- [What is expected]
Rewrite the entries from their start through the line containing "117L70 123L80 135L82" as a JSON list of strings, one string per line, skipping blank lines. Leave the pictures out.

------------------------------------------------

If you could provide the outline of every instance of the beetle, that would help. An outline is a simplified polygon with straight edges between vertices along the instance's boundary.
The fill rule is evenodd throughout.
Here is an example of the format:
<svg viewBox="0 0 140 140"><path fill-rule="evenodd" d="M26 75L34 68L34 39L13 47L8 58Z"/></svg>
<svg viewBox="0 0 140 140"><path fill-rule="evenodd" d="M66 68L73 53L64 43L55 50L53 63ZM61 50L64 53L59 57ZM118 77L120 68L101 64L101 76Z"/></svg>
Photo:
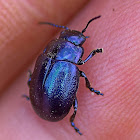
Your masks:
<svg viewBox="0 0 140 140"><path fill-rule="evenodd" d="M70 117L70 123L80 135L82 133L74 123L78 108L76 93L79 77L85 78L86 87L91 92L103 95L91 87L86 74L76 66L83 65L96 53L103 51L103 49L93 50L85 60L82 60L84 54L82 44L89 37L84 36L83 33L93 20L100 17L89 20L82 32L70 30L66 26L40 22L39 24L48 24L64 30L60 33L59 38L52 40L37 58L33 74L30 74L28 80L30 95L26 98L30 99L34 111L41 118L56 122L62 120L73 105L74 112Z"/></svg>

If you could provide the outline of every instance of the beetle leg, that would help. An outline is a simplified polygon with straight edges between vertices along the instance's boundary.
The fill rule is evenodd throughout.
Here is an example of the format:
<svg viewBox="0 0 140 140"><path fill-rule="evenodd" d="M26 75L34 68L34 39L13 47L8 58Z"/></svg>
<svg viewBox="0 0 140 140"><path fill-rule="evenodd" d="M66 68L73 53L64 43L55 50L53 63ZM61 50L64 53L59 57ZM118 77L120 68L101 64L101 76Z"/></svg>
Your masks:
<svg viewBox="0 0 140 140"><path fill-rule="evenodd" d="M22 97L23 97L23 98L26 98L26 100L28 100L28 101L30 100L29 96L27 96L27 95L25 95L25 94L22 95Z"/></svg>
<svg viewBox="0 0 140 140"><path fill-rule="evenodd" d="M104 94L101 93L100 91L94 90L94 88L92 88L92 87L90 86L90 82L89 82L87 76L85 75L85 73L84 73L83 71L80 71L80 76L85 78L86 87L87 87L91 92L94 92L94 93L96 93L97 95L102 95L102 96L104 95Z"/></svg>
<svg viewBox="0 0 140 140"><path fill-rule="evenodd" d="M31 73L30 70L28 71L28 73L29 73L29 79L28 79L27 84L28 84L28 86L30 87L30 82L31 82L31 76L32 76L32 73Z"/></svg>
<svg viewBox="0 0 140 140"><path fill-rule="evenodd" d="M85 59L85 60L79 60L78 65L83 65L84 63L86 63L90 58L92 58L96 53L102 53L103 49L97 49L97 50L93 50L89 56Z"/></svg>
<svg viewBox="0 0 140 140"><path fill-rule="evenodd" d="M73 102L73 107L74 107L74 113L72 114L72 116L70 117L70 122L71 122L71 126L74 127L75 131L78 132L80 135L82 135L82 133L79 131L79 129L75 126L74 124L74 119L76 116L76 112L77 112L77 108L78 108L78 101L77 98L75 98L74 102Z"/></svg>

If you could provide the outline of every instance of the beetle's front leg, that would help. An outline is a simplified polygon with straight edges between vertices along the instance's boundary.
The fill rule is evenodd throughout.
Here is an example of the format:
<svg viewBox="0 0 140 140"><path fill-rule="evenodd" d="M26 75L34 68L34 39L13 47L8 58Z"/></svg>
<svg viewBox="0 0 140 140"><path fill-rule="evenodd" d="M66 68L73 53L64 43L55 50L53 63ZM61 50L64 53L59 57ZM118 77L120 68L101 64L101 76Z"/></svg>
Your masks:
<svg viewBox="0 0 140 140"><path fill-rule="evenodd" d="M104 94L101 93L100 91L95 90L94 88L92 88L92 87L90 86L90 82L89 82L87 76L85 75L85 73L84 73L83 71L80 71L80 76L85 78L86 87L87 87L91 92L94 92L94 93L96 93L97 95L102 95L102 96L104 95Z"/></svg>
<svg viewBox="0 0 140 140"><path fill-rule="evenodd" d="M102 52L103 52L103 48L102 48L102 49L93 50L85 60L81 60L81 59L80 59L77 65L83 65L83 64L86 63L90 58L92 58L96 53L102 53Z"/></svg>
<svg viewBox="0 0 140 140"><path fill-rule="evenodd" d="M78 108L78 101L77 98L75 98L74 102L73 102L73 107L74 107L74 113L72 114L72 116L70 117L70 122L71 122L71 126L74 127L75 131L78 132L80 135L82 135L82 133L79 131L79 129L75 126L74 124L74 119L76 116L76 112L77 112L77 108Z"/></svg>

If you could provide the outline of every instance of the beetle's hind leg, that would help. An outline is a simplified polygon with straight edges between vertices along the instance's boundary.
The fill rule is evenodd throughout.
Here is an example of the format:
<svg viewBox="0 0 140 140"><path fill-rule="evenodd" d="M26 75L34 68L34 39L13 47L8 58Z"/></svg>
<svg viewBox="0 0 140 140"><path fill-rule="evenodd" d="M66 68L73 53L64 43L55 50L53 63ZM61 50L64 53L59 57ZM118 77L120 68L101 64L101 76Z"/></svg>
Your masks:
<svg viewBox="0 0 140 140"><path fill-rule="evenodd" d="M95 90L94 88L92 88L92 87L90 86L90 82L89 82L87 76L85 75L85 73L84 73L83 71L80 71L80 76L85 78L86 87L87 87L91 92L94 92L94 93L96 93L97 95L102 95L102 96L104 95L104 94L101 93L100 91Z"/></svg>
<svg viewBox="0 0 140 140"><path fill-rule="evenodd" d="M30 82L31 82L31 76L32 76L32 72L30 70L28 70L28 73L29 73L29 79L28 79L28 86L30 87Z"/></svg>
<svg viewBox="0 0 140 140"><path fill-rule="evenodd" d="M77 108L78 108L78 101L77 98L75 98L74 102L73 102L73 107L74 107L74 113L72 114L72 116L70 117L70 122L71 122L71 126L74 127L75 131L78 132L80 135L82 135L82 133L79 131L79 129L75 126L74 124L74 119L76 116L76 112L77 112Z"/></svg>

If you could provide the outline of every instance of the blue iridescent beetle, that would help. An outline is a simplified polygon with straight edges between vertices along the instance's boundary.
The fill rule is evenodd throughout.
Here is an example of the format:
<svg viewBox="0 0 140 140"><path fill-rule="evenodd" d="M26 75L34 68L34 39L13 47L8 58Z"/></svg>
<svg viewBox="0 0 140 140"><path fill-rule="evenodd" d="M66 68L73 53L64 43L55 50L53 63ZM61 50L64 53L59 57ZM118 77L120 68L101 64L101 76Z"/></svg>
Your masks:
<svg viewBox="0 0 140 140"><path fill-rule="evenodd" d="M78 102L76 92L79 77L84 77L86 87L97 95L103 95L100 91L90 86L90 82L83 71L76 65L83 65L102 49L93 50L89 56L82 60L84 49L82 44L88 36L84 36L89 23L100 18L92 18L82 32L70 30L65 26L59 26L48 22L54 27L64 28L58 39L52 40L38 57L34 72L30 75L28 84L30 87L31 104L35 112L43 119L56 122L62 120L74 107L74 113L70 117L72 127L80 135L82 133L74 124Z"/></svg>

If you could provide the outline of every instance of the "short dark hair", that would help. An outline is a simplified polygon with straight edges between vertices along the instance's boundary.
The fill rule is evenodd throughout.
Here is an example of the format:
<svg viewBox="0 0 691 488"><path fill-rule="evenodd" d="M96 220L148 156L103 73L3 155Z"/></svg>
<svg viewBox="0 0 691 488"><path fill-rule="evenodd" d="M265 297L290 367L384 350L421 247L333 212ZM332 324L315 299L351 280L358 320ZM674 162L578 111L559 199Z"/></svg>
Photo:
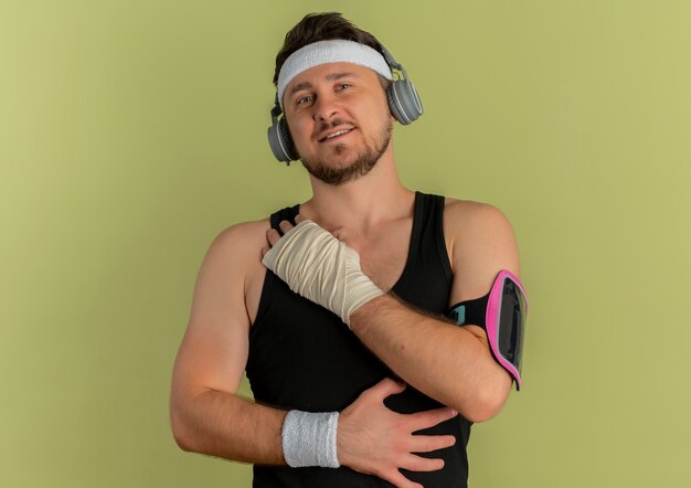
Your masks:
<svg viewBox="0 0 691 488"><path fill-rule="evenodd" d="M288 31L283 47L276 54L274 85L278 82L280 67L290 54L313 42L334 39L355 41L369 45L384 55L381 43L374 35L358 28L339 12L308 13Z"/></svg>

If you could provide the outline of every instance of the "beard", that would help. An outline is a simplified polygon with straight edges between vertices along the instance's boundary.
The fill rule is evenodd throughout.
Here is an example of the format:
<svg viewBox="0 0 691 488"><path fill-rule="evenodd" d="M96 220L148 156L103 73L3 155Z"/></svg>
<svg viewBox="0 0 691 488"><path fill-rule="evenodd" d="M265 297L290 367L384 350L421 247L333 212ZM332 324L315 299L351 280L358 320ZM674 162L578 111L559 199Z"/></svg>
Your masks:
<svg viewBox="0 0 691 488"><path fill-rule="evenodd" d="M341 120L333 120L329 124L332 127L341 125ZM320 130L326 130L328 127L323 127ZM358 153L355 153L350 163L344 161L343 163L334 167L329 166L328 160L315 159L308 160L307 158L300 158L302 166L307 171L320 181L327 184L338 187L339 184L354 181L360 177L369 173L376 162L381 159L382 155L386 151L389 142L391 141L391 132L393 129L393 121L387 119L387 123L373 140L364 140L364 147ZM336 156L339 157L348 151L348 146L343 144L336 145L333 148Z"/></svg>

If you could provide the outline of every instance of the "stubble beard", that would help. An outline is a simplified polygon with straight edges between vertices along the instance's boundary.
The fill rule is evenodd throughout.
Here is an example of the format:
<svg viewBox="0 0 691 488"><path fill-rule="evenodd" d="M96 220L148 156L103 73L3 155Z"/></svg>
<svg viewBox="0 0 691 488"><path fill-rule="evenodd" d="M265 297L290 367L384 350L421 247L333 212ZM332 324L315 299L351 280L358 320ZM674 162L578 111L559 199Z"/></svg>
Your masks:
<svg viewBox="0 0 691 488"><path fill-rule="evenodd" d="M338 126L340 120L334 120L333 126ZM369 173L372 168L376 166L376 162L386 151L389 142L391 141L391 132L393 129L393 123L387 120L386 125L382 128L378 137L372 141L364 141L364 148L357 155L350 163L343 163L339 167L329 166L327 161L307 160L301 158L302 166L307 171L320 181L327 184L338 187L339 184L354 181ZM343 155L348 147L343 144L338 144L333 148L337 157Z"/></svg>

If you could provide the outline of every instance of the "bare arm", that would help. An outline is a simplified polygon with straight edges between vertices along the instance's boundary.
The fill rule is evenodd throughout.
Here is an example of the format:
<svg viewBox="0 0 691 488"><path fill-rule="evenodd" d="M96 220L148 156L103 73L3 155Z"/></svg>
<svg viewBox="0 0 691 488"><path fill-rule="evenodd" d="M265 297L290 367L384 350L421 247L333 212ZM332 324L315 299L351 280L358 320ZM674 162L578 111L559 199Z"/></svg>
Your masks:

------------------------------------------------

- [Answer to this problem]
[
  "If you could provide the outline of every instance of the beetle, that would help. An outline is a simplified polygon with straight edges between vertices along the instance's boundary.",
  "The fill rule is evenodd throughout.",
  "Here is an example of the format:",
  "<svg viewBox=\"0 0 140 140\"><path fill-rule=\"evenodd\" d=\"M26 75L34 68L34 39L13 47L8 58Z\"/></svg>",
  "<svg viewBox=\"0 0 140 140\"><path fill-rule=\"evenodd\" d=\"M66 68L73 53L64 43L55 50L53 63ZM61 50L64 53L59 57ZM118 77L120 68L101 64L101 76Z\"/></svg>",
  "Photo:",
  "Your masks:",
  "<svg viewBox=\"0 0 140 140\"><path fill-rule=\"evenodd\" d=\"M70 117L70 123L80 135L82 133L74 123L78 108L76 93L79 77L85 78L86 87L91 92L103 95L91 87L86 74L76 66L83 65L96 53L103 51L103 49L93 50L85 60L82 60L84 54L82 44L89 37L84 36L83 33L93 20L100 17L89 20L82 32L70 30L66 26L40 22L39 24L48 24L64 30L60 33L59 38L52 40L37 58L33 74L30 74L28 80L30 95L26 98L30 99L34 111L41 118L56 122L62 120L73 105L74 112Z\"/></svg>"
]